Short exercise: Please convert every line of the records below into a Markdown table, leaving out blank lines. Use the column "No." for the row number and the column "Text" for the line.

───── Available data ─────

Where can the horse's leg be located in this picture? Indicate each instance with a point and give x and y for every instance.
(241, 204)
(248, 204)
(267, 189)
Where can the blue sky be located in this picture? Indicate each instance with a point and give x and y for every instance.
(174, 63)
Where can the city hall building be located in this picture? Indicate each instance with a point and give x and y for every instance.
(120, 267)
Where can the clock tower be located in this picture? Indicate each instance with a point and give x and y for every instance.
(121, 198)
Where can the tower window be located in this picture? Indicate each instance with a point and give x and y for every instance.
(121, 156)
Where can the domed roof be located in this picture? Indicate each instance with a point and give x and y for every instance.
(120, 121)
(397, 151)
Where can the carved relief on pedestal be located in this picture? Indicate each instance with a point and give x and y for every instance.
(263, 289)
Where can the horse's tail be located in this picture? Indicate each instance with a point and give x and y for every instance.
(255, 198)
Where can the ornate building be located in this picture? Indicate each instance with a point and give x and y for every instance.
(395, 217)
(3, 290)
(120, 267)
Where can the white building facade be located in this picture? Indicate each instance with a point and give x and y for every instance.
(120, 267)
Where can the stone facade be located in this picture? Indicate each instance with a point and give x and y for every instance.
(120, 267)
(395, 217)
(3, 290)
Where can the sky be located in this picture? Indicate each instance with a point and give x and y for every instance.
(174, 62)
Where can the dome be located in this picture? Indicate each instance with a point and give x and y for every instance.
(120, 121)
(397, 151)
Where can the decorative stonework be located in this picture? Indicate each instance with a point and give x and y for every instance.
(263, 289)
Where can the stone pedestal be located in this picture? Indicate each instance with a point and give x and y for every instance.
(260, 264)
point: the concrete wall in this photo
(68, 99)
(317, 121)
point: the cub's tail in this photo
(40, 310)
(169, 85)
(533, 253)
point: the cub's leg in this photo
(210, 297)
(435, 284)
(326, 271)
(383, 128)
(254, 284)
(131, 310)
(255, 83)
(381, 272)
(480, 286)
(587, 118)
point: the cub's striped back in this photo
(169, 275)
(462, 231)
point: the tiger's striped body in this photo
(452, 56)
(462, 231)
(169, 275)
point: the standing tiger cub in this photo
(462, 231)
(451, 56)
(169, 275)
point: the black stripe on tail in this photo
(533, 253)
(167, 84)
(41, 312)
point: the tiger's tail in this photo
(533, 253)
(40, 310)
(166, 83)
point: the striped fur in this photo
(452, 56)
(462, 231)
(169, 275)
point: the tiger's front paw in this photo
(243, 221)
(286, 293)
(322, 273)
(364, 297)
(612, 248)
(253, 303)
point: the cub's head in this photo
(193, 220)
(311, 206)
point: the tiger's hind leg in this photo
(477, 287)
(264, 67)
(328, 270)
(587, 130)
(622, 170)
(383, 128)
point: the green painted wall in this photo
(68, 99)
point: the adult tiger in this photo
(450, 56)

─────

Solution to the exercise:
| No. | Text |
|---|---|
| 1 | Where can the horse's leg be located in this picture? Indicate each instance with a point and give x and y for every instance. |
| 2 | (241, 204) |
| 3 | (248, 204) |
| 4 | (267, 189) |
| 5 | Where can the blue sky be located in this picture? Indicate each instance with a point and give x and y for every instance. |
| 6 | (174, 63) |
| 7 | Where can the city hall building be located in this picture? Indicate each instance with a point and give x and y for every instance. |
| 8 | (120, 267) |
| 9 | Where can the clock tower be located in this picture? Indicate each instance with a point and give x and y for every instance. |
| 10 | (121, 198) |
| 11 | Where can the tower window be located in this picture? Indicate each instance with a point and give x and y for every instance. |
| 12 | (121, 156) |
| 13 | Where can the domed roof be located in this picture? Indicate each instance with a point and give x and y for every instance. |
| 14 | (120, 121) |
| 15 | (397, 151) |
| 16 | Where can the carved relief on pedestal be located in this picture? Indicate each instance with a point and give x and y for every instance. |
| 17 | (263, 289) |
| 18 | Where can the horse's tail be located in this picture? Indicate each instance with a point and give x and y for every instance. |
| 19 | (255, 198) |
| 20 | Where can the ornate building be located in this picture? Indicate each instance with a point and give x and y for every instance. |
| 21 | (395, 217) |
| 22 | (3, 290) |
| 23 | (120, 267) |
| 24 | Where can the white building facade be located in this picture? Indicate each instance with a point and give x and y for every instance. |
| 25 | (120, 267) |
| 26 | Where can the stone facade be located in this picture? Indicate each instance with a point and give x and y for every instance. |
| 27 | (120, 267) |
| 28 | (395, 217) |
| 29 | (3, 290) |
| 30 | Where can the sky be located in this picture? Indicate each instance with a point and give x and y for every instance. |
| 31 | (174, 62) |
| 32 | Where can the dome be located in this picture? Indicate each instance with a point and give x and y for every instance. |
| 33 | (120, 121) |
| 34 | (397, 151) |
| 35 | Where can the decorative stonework be located in this picture? Indicate each instance with a point and give x and y for every instance. |
| 36 | (263, 289) |
| 37 | Where can the stone pedestal be located in this picture? Indicate each instance with a point and give x and y for every instance. |
| 38 | (260, 264) |
| 39 | point: the concrete wall in this photo |
| 40 | (68, 99) |
| 41 | (317, 121) |
| 42 | point: the cub's tail in this photo |
| 43 | (40, 310) |
| 44 | (169, 85) |
| 45 | (533, 253) |
| 46 | point: the cub's leg in this photo |
| 47 | (210, 297) |
| 48 | (435, 284) |
| 49 | (326, 271) |
| 50 | (383, 128) |
| 51 | (254, 284) |
| 52 | (131, 310) |
| 53 | (255, 83) |
| 54 | (381, 272) |
| 55 | (480, 286) |
| 56 | (587, 118) |
| 57 | point: the cub's striped back in this photo |
| 58 | (169, 275) |
| 59 | (462, 231) |
| 60 | point: the tiger's striped body in this photo |
| 61 | (452, 56) |
| 62 | (462, 231) |
| 63 | (169, 275) |
| 64 | point: the standing tiger cub in this photo |
| 65 | (462, 231) |
| 66 | (451, 56) |
| 67 | (169, 275) |
| 68 | point: the black stripe on tail in this photo |
| 69 | (533, 253) |
| 70 | (167, 84) |
| 71 | (41, 312) |
| 72 | point: the tiger's tail in this photo |
| 73 | (533, 253) |
| 74 | (40, 310) |
| 75 | (166, 83) |
| 76 | point: the striped fur in this photo |
| 77 | (452, 56) |
| 78 | (462, 231) |
| 79 | (169, 275) |
| 80 | point: the tiger's front paw in this photo |
| 81 | (243, 221) |
| 82 | (286, 293) |
| 83 | (322, 273) |
| 84 | (364, 297) |
| 85 | (612, 248) |
| 86 | (253, 303) |
| 87 | point: the cub's head in this photo |
| 88 | (193, 220) |
| 89 | (311, 206) |
| 90 | point: the tiger's hind leg in this photo |
| 91 | (477, 287) |
| 92 | (264, 67) |
| 93 | (328, 270) |
| 94 | (587, 130) |
| 95 | (622, 170) |
| 96 | (383, 128) |
| 97 | point: the green painted wall in this photo |
| 98 | (68, 99) |
| 99 | point: the adult tiger in this photo |
| 100 | (450, 56) |